*PROBLEM TO SOLVE*. Reproduce the items from the line containing "model.predict_boxes — Locates the produce" to the line containing "[265,323,359,455]", both lines included, keeping every request unchanged but rescaling each bounding-box coordinate in the answers by a factor of 2.05 and rounding it to a whole number, with halves rounded up. Return only those lines.

Photo labels with bounding boxes:
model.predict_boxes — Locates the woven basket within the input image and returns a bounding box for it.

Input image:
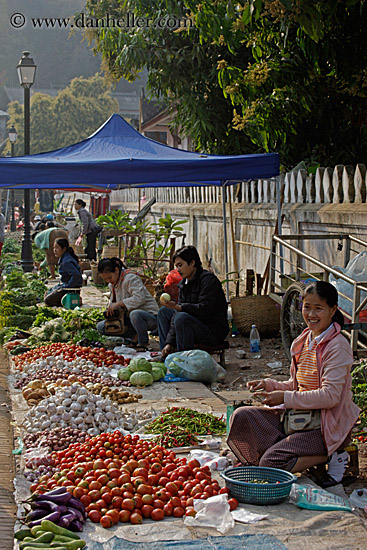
[231,296,280,337]
[102,246,119,258]
[90,260,106,285]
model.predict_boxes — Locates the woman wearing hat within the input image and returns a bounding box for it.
[74,199,100,260]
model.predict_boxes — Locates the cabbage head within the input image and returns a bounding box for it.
[130,371,153,387]
[129,357,152,372]
[151,361,167,375]
[117,367,132,382]
[152,367,166,382]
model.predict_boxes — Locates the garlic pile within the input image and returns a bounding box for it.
[120,409,160,432]
[23,383,122,436]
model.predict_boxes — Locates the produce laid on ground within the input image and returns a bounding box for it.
[23,383,126,435]
[145,407,226,435]
[14,520,86,550]
[20,487,87,532]
[117,357,167,388]
[27,430,237,528]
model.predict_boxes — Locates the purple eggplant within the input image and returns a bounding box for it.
[68,497,87,517]
[68,505,85,523]
[54,513,75,529]
[25,508,50,523]
[28,510,61,529]
[34,492,71,506]
[68,519,83,533]
[32,500,67,515]
[36,487,67,498]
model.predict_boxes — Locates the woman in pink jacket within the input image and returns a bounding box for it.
[228,281,359,487]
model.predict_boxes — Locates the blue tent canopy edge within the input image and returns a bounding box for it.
[0,114,279,190]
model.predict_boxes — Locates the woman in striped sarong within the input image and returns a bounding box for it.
[228,281,359,487]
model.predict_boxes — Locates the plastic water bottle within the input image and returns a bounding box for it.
[250,325,261,359]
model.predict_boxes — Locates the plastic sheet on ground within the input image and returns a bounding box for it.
[88,534,287,550]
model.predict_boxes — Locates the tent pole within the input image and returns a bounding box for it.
[275,175,284,275]
[222,181,229,302]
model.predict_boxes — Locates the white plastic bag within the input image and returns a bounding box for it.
[329,251,367,315]
[184,495,234,535]
[164,349,226,384]
[349,489,367,508]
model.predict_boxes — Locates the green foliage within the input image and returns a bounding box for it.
[86,0,367,168]
[1,237,22,257]
[97,210,135,244]
[8,74,119,156]
[6,269,26,290]
[127,214,187,279]
[352,361,367,428]
[0,327,17,346]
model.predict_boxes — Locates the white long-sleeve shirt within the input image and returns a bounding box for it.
[109,271,159,315]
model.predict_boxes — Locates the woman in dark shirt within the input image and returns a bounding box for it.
[44,239,83,306]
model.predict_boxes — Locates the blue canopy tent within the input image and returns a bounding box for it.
[0,114,279,298]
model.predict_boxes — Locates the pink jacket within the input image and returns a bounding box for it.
[265,323,359,455]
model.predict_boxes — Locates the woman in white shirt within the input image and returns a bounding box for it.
[97,258,159,351]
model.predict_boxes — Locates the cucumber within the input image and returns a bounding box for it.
[41,519,80,540]
[14,529,32,540]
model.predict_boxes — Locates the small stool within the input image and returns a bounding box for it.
[195,340,229,369]
[61,288,82,309]
[313,443,359,484]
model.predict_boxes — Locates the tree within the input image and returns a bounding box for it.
[8,74,118,156]
[82,0,367,167]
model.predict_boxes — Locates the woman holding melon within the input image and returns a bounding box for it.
[97,258,158,351]
[158,245,229,359]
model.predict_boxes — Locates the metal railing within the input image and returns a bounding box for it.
[269,234,367,352]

*WRITTEN SOLUTION*.
model.predict_boxes — Locates the produce laid on ground within the input image and returns a bounding box for it.
[47,785,258,892]
[297,834,463,892]
[29,1066,176,1128]
[41,998,178,1091]
[240,732,342,795]
[55,882,486,1082]
model.predict_boxes — Locates the purple eggplant within the input image and returns a bounding box for it.
[139,1019,178,1060]
[139,1035,174,1072]
[111,1052,154,1084]
[51,1041,103,1072]
[57,1046,125,1084]
[70,1009,146,1037]
[139,1064,170,1093]
[66,1025,137,1056]
[74,998,137,1021]
model.predict_boxes — Locates the woman in pink jacket within the input image and returns a bounding box for it.
[467,576,736,998]
model.predict_boxes — Locates the blue tent canopy edge within the input image and returns a bounding box for it.
[0,234,572,390]
model.predict_boxes — Locates the woman in striped sarong within the input image and returns a bounding box for it.
[467,576,736,998]
model.predict_boxes — Locates the plastic water bottle within the input image and returns a bounding box for it.
[513,666,535,736]
model.predict_boxes — Locates the plastic sheet on ground within the input image and returns a bounding box for it.
[180,1095,588,1128]
model.predict_boxes — Locates the tent pole within the input image and returns a bounding box for it.
[564,359,582,564]
[455,371,469,619]
model.predict_boxes — Locates the white plastic bag within the input image and returns a bounding box for it.
[674,515,752,646]
[377,1015,480,1097]
[336,715,463,787]
[715,1002,752,1041]
model.predict_boxes — Locates the green foliage within the input image and returns a bounding box for it.
[176,0,752,344]
[2,486,45,527]
[199,431,277,500]
[16,152,244,320]
[12,551,53,595]
[260,439,383,572]
[722,740,752,877]
[0,670,35,709]
model.predict_boxes — Locates the white long-sleeve shirt within the input image and returns a bounding box for it.
[223,556,326,646]
model.predict_boxes — Locates the woman in dark shirt within the input image and returns a bounding box for it.
[90,490,170,627]
model.predict_boxes — Locates the blue canopy tent within the input image and returns a bounding box for it.
[0,234,572,611]
model.predict_boxes — Locates the pink jacket within the input image and returns a bounding box for it.
[543,662,736,933]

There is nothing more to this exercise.